= Page extract =
========

The 51st reason why there are so few Māori in science

Georgina Tuari Stewart
white microscope on top of black table

Georgina Tuari Stewart

Te Ara Poutama, Auckland University of Technology, New Zealand



A 2022 paper by Tara McAllister lists ‘50 reasons why there are no Māori’ in university science departments, giving a range of examples of Māori experience of personal and structural racism within the edifices of science and research in Aotearoa New Zealand. In support of McAllister and the larger social and intellectual project of Kaupapa Māori to which her work contributes, this commentary offers ethnic socio-economic inequality as the ‘51st reason’ and explains how it causes the permanent disparity of very few working scientists who identify as Māori.


Māori scientists; school science; science education; socio-economic inequality



A recent paper by Tara McAllister (2022), written with passion and an arresting title, lists 50 reasons why there are ‘no Māori’ in university science departments. The list gives examples of how Māori experience personal and structural racism in the edifices of science and research in Aotearoa New Zealand. McAllister sketches the context into which she is writing, when the decades-old debate about the relationship between science and Mātauranga Māori (Lomax, 1996; McKinley, 1996) has been stirred up afresh by the infamous 2021 Listener letter (Clements et al., 2021). In that letter, seven senior professors from the University of Auckland warned that Mātauranga Māori was trying to damage science.

========

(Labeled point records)
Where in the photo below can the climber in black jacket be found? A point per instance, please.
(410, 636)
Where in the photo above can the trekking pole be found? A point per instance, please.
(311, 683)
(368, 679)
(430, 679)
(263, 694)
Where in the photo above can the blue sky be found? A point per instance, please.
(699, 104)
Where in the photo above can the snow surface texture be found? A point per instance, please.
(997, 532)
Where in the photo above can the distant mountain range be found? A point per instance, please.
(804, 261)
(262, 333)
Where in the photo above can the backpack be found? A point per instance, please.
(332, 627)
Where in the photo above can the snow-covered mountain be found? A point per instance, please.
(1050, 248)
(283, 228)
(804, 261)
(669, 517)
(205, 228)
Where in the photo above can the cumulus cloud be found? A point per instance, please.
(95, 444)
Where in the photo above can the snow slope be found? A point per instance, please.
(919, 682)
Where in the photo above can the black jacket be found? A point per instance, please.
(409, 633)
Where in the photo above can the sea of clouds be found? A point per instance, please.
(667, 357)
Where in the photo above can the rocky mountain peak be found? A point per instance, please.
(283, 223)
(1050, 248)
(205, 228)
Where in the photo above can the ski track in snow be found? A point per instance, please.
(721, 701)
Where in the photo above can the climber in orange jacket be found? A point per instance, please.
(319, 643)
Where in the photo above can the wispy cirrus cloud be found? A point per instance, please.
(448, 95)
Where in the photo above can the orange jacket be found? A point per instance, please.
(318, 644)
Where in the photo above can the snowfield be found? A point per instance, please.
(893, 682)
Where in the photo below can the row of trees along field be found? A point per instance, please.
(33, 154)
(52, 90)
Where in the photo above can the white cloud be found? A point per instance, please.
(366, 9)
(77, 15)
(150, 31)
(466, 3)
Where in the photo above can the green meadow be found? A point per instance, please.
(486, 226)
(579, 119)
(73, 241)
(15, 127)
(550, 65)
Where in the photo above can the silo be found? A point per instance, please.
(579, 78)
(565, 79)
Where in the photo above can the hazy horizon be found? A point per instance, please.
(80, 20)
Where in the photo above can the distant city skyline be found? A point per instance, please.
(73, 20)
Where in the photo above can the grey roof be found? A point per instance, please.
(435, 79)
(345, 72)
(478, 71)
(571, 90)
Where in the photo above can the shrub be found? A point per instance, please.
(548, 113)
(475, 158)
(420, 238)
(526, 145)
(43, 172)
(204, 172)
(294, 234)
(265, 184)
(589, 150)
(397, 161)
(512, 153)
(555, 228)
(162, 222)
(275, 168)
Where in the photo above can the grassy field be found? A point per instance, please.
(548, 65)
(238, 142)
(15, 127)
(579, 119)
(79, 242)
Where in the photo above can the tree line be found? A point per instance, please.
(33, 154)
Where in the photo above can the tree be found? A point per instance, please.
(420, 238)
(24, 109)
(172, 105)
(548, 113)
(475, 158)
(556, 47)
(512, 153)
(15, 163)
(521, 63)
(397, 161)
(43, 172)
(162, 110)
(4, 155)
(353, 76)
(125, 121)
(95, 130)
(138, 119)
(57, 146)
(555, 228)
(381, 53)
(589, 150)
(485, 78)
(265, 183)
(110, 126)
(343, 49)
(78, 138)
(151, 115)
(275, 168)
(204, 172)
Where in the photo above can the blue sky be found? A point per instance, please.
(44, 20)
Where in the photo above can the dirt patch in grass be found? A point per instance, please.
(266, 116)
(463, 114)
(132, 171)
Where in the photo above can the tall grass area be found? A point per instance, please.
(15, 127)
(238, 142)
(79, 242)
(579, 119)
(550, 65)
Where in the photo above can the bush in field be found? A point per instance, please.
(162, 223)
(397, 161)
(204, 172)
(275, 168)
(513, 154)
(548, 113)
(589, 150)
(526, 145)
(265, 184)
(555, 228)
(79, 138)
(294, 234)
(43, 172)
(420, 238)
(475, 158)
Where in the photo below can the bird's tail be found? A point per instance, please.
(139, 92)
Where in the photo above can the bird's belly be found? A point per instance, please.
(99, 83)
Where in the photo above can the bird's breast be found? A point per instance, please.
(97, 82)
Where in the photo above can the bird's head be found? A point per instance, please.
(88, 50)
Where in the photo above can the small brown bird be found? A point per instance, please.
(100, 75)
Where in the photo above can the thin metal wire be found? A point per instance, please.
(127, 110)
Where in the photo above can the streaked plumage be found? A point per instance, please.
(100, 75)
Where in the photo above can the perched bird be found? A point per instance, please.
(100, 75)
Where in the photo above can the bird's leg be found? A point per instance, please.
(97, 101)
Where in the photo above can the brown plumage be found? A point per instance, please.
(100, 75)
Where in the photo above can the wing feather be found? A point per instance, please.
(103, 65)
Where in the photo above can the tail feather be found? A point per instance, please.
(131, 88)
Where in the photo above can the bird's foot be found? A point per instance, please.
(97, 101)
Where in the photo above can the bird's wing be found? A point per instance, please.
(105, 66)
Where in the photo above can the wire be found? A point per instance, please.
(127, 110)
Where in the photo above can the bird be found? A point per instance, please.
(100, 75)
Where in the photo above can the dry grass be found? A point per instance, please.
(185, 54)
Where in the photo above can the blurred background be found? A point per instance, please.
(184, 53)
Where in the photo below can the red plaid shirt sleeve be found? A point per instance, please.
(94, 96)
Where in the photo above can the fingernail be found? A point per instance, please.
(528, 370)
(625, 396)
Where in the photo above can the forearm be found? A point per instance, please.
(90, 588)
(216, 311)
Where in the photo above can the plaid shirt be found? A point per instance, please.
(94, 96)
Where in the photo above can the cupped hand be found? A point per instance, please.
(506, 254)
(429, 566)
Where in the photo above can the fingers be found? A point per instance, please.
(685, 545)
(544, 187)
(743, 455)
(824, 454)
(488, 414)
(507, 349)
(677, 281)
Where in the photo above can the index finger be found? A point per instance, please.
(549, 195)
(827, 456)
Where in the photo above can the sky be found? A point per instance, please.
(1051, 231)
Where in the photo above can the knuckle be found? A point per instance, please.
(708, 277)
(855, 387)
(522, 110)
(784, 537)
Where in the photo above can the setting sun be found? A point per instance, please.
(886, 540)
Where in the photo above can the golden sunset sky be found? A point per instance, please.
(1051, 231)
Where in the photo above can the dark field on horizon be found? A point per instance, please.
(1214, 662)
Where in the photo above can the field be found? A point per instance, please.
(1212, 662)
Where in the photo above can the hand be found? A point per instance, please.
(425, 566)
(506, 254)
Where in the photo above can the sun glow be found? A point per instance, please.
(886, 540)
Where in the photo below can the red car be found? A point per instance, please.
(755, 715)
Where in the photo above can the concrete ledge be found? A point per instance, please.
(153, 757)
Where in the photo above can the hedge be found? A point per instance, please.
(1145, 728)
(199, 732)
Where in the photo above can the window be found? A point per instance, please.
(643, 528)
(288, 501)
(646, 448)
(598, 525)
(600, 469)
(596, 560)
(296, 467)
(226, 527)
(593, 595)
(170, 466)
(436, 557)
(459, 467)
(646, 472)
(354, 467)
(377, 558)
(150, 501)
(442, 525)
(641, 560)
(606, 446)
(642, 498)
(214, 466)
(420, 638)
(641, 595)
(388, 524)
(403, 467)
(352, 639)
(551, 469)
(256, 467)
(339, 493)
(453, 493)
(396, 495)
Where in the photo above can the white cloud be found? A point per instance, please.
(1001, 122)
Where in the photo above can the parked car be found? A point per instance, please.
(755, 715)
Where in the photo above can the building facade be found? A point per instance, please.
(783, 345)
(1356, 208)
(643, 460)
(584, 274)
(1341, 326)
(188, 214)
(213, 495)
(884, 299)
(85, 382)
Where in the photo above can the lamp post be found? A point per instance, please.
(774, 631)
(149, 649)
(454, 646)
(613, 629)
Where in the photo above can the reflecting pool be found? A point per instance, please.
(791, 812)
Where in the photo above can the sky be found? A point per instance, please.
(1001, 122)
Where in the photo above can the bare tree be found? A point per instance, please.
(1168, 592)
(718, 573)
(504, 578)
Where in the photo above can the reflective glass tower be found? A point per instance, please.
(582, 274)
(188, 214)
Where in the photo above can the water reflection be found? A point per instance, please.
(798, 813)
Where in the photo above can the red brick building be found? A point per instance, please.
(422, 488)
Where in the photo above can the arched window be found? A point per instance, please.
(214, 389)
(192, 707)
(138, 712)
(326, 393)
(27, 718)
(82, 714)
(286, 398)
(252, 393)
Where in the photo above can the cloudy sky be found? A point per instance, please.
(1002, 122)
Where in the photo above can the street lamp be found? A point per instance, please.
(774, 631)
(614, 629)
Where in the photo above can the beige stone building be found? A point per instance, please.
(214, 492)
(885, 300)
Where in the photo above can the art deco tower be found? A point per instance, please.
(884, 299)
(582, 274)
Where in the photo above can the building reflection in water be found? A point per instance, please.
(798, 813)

========

= What is being asked =
Please carry on with the commentary on Māori in science, picking up right after its last sentence. This data has no connection to the commentary on Māori in science.

= The reply =
The Listener letter generated rapid responses including condemnation, critique, and support for Mātauranga Māori, in media and research literature (Freshwater, 2021; Ngata, 2021; Sowman-Lund, 2021; Stewart, 2021; Waitoki, 2022) and complaints to the Royal Society Te Apārangi about the letter’s authors who were members, alleging they had breached academic ethics. (Those complaints were ultimately dismissed as beyond the remit of the society to investigate.) It is clear from the ongoing production of responses, including McAllister (2022), that the Listener letter may continue to generate after-shocks for some time to come (see also Stewart, 2022).

In support of the underlying aims of McAllister’s work in this and other papers, and the social and intellectual project of Kaupapa Māori (Hoskins & Jones, 2017) to which that work contributes, here I suggest an underlying reason, namely socio-economic inequality, to explain why there are so few working scientists who identify as Māori. Below, I briefly sketch the chain of links between national ethnic socio-economic inequities, whereby Māori families are concentrated in the lowest income bands, and have been since records began, and the permanent lack of Māori scientists across the universities and research institutes of our national science sector. Science education is the key connector between these two social phenomena.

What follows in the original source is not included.